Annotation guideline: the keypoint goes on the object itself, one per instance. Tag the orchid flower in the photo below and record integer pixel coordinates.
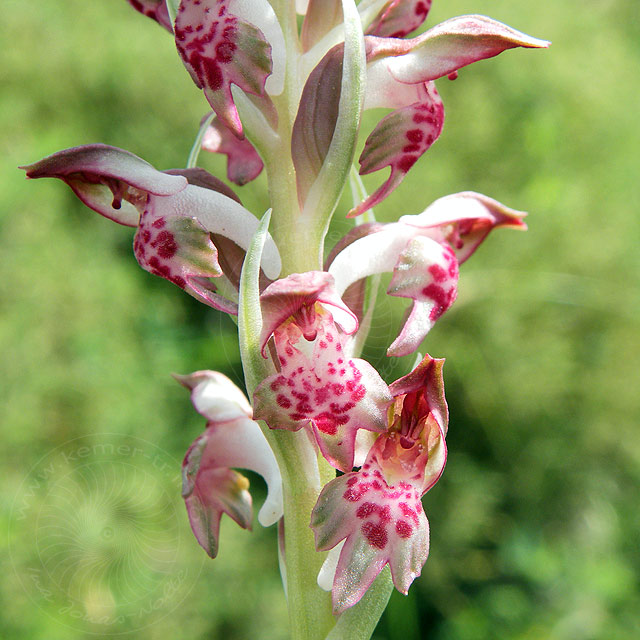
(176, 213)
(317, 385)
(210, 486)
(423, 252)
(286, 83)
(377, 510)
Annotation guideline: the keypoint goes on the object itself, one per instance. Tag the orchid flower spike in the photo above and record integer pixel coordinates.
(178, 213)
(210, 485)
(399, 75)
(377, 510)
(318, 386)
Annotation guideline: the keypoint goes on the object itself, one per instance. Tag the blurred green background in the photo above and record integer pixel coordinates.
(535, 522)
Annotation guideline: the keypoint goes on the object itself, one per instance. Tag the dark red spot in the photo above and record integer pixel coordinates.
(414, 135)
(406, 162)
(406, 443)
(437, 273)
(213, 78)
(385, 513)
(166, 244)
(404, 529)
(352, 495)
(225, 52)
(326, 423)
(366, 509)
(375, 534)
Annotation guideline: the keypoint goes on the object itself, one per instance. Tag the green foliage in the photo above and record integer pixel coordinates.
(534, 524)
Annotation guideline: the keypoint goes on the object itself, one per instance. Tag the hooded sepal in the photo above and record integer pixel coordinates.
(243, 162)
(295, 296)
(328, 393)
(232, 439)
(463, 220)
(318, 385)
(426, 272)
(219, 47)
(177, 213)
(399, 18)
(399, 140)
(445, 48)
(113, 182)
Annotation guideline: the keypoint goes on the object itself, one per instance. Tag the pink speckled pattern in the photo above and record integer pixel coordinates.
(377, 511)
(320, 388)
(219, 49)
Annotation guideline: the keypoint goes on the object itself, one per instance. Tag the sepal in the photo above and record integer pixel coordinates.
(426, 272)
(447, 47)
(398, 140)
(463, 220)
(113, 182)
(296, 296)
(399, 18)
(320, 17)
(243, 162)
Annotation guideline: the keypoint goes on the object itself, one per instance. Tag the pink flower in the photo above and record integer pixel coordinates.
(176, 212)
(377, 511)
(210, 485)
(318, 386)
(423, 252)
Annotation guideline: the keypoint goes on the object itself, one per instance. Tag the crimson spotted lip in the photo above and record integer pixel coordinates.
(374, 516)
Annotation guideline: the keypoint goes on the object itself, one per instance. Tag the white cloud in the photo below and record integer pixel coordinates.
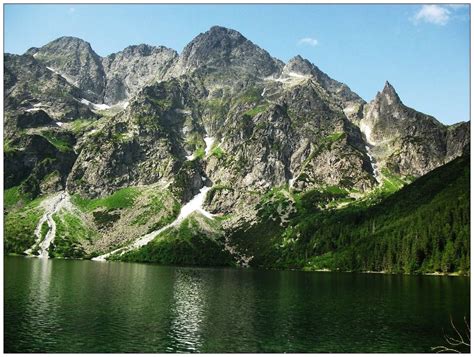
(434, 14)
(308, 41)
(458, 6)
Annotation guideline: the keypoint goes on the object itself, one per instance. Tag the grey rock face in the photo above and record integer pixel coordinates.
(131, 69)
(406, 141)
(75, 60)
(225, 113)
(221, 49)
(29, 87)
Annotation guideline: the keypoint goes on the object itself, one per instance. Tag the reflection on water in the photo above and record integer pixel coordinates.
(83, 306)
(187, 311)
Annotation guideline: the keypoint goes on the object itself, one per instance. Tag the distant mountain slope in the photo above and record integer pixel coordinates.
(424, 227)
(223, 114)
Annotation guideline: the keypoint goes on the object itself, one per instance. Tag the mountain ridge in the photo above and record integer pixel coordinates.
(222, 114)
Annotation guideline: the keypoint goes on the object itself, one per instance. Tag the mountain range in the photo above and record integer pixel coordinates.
++++++++
The task —
Quote the full listing above word for word; exclude every picture from the copy.

Completed task —
Annotation guideline: the keypoint goes on the object itself, one per instance. Tag the orchid flower in the photo below and record integer pixel coordinates.
(176, 213)
(317, 385)
(210, 486)
(423, 252)
(286, 83)
(377, 510)
Annotation guideline: the keypoint goes on the object itself, one per instance. Tag the orchid flower spike in the photo above and record integer pixel coordinates.
(178, 213)
(210, 485)
(399, 75)
(377, 510)
(318, 386)
Annotation guideline: the keypoint goes on the object itself, one per instance. Tag the blurred green background in the photo above and record integer pixel coordinates.
(535, 522)
Annotation guideline: the keypoint goes on the object itself, one per instance. Tag the dark red spot in the photo above and record integer pixel coordinates.
(414, 135)
(406, 162)
(406, 443)
(437, 273)
(213, 78)
(385, 513)
(166, 244)
(404, 529)
(352, 495)
(225, 52)
(326, 423)
(366, 509)
(375, 534)
Annotation guideline: the keypoint goes on the object itself, one per instance. Tag the green foliage in the photo above and record integer pixel coordinates.
(534, 524)
Annotation guideline: the keypoint goes on the object itself, one per instance. Tag the hooded sepal in the photo above and record integer pixel coordinates.
(243, 162)
(295, 296)
(328, 393)
(232, 439)
(463, 220)
(318, 385)
(426, 272)
(219, 47)
(177, 213)
(399, 18)
(399, 140)
(445, 48)
(113, 182)
Annotation guideline: the keypoint goes on the object itself, one per instance. Tag the pink speckled pattern in the photo above and record integer pixel coordinates.
(377, 511)
(320, 388)
(219, 49)
Annotation guideline: the keypoint goes on the object itself, one per instance. Tag the sepal in the photo above and record integer pixel coordinates.
(426, 272)
(447, 47)
(398, 140)
(463, 220)
(113, 182)
(296, 296)
(399, 18)
(320, 17)
(243, 162)
Annotation guideline: the keypoint goes on the object itself, one per instance. Tag the pink flower in the photo above and record integer pixel coordinates.
(176, 212)
(377, 511)
(210, 485)
(318, 386)
(423, 252)
Annotation guideline: the keypoint goes on the object itself, one per instance. Tag the crimson spotted lip in the photo above and record integer pixel coordinates.
(374, 516)
Annotation guideline: the keypoint goes on the object itself, one per instance. Tag the white cloud in the photo below and record integer pixel coordinates.
(434, 14)
(308, 41)
(458, 6)
Annotation guideline: the keypoint goes on the object itself, one per instance. Tag the grey rock face in the photo above and record integer pixel coordinates.
(131, 69)
(406, 141)
(75, 60)
(225, 113)
(221, 49)
(29, 87)
Annotation guideline: the keypoint goes on the object itself, one per instance. Tag the reflection on water in the photo above and record integer pixel coordinates.
(83, 306)
(187, 311)
Annotation guideline: the keypoint goes on the object itself, one per instance. Tag the distant mountain slope in the photo above and record integer pixel coordinates.
(424, 227)
(223, 114)
Annotation guideline: the keypoint goes on the object itself, one per instance. Tag the mountain ridge in the photo above and record integer pixel coordinates.
(222, 114)
Annotation guideline: the keypoint goes on the object itself, one per instance. Tag the mountain range in the photo above and record integer pixel coordinates.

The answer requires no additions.